[Exercise] Find every line in the entries that holds the string "plant" and report it.

Extracted data entries:
▬▬▬▬▬▬▬▬▬▬

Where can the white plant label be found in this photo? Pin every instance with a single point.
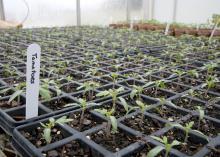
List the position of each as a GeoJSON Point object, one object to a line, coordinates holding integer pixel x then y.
{"type": "Point", "coordinates": [131, 24]}
{"type": "Point", "coordinates": [167, 29]}
{"type": "Point", "coordinates": [32, 80]}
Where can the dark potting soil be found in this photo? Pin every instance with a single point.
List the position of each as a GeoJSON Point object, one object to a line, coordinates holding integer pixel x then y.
{"type": "Point", "coordinates": [88, 122]}
{"type": "Point", "coordinates": [147, 126]}
{"type": "Point", "coordinates": [192, 146]}
{"type": "Point", "coordinates": [187, 103]}
{"type": "Point", "coordinates": [6, 105]}
{"type": "Point", "coordinates": [119, 111]}
{"type": "Point", "coordinates": [208, 127]}
{"type": "Point", "coordinates": [70, 88]}
{"type": "Point", "coordinates": [213, 111]}
{"type": "Point", "coordinates": [188, 81]}
{"type": "Point", "coordinates": [72, 149]}
{"type": "Point", "coordinates": [113, 143]}
{"type": "Point", "coordinates": [167, 113]}
{"type": "Point", "coordinates": [35, 136]}
{"type": "Point", "coordinates": [88, 96]}
{"type": "Point", "coordinates": [176, 87]}
{"type": "Point", "coordinates": [215, 152]}
{"type": "Point", "coordinates": [58, 104]}
{"type": "Point", "coordinates": [152, 92]}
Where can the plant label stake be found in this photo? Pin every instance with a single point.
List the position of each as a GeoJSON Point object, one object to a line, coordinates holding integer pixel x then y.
{"type": "Point", "coordinates": [131, 24]}
{"type": "Point", "coordinates": [32, 80]}
{"type": "Point", "coordinates": [167, 29]}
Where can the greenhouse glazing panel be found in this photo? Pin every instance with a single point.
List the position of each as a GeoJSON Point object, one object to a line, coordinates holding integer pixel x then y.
{"type": "Point", "coordinates": [42, 13]}
{"type": "Point", "coordinates": [103, 12]}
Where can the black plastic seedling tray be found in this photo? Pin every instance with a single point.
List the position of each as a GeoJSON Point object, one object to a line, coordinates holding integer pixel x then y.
{"type": "Point", "coordinates": [137, 58]}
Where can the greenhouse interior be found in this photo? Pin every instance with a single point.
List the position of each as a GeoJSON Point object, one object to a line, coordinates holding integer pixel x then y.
{"type": "Point", "coordinates": [110, 78]}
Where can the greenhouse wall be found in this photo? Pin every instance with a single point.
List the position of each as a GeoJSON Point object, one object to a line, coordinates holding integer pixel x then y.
{"type": "Point", "coordinates": [103, 12]}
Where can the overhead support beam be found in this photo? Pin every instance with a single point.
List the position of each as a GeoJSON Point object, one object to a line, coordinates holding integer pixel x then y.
{"type": "Point", "coordinates": [152, 9]}
{"type": "Point", "coordinates": [128, 15]}
{"type": "Point", "coordinates": [2, 12]}
{"type": "Point", "coordinates": [175, 4]}
{"type": "Point", "coordinates": [78, 13]}
{"type": "Point", "coordinates": [151, 6]}
{"type": "Point", "coordinates": [145, 9]}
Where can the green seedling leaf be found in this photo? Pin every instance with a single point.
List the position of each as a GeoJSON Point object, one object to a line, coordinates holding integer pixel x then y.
{"type": "Point", "coordinates": [47, 135]}
{"type": "Point", "coordinates": [133, 93]}
{"type": "Point", "coordinates": [63, 120]}
{"type": "Point", "coordinates": [103, 93]}
{"type": "Point", "coordinates": [3, 91]}
{"type": "Point", "coordinates": [124, 103]}
{"type": "Point", "coordinates": [114, 124]}
{"type": "Point", "coordinates": [14, 95]}
{"type": "Point", "coordinates": [155, 151]}
{"type": "Point", "coordinates": [45, 93]}
{"type": "Point", "coordinates": [201, 134]}
{"type": "Point", "coordinates": [72, 104]}
{"type": "Point", "coordinates": [158, 139]}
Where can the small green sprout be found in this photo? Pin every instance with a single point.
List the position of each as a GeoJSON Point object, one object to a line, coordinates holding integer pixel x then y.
{"type": "Point", "coordinates": [51, 124]}
{"type": "Point", "coordinates": [155, 151]}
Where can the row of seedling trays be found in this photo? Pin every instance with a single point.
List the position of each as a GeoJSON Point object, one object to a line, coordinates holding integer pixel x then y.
{"type": "Point", "coordinates": [126, 111]}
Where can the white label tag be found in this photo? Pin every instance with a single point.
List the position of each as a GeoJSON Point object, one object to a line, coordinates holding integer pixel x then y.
{"type": "Point", "coordinates": [167, 29]}
{"type": "Point", "coordinates": [32, 80]}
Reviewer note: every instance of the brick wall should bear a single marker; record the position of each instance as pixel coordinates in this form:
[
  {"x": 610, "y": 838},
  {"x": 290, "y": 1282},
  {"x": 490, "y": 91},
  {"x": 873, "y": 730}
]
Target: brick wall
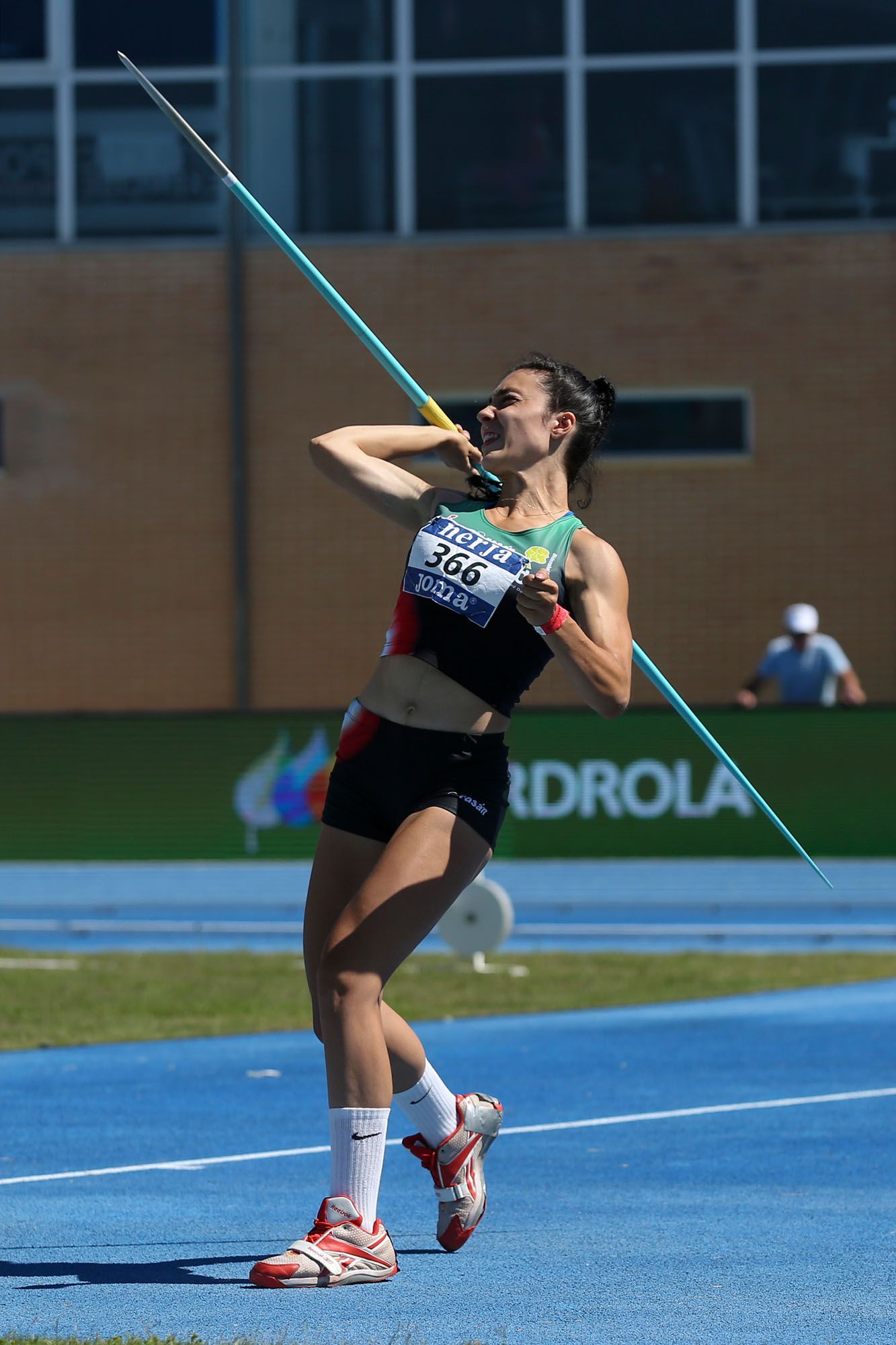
[{"x": 115, "y": 528}]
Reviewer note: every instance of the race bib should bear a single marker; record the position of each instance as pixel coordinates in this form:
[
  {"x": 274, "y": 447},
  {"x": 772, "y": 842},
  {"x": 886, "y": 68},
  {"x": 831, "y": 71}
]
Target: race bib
[{"x": 460, "y": 570}]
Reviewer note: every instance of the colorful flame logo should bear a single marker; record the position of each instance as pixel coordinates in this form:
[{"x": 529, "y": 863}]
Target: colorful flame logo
[{"x": 282, "y": 789}]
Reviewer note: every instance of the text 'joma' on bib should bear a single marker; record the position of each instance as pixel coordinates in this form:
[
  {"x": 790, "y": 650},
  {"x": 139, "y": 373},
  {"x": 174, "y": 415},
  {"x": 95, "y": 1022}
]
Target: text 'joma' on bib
[{"x": 462, "y": 570}]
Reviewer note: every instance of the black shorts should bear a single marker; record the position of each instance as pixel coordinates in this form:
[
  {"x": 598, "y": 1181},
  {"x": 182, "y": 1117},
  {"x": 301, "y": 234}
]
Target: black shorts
[{"x": 386, "y": 771}]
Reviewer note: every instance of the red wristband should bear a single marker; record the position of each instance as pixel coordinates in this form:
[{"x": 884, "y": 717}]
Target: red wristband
[{"x": 556, "y": 621}]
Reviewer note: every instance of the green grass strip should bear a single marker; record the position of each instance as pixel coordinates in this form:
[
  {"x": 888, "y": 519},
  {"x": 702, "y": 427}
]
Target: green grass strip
[{"x": 155, "y": 996}]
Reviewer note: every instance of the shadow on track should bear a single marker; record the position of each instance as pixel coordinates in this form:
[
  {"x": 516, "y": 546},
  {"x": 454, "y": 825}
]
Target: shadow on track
[{"x": 126, "y": 1273}]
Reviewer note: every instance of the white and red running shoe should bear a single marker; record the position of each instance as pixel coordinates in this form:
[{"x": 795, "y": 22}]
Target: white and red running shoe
[
  {"x": 337, "y": 1252},
  {"x": 456, "y": 1167}
]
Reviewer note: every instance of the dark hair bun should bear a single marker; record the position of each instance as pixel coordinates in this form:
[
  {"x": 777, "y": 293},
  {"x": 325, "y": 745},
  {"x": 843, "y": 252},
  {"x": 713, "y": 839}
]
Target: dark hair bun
[{"x": 606, "y": 395}]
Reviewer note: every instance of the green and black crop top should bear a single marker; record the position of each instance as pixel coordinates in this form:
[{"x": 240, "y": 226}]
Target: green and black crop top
[{"x": 458, "y": 606}]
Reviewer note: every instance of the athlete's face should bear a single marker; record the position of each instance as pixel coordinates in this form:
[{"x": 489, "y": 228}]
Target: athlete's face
[{"x": 516, "y": 426}]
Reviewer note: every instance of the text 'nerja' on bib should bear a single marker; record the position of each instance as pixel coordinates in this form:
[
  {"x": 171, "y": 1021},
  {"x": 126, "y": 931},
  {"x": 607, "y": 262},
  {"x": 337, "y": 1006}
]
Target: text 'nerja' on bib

▬▬▬▬▬▬▬▬▬▬

[Result]
Where can the white plant label be found in this photo? Pin every instance with a single point.
Where can the plant label stake be found in this photo? Pin every instance with a single point.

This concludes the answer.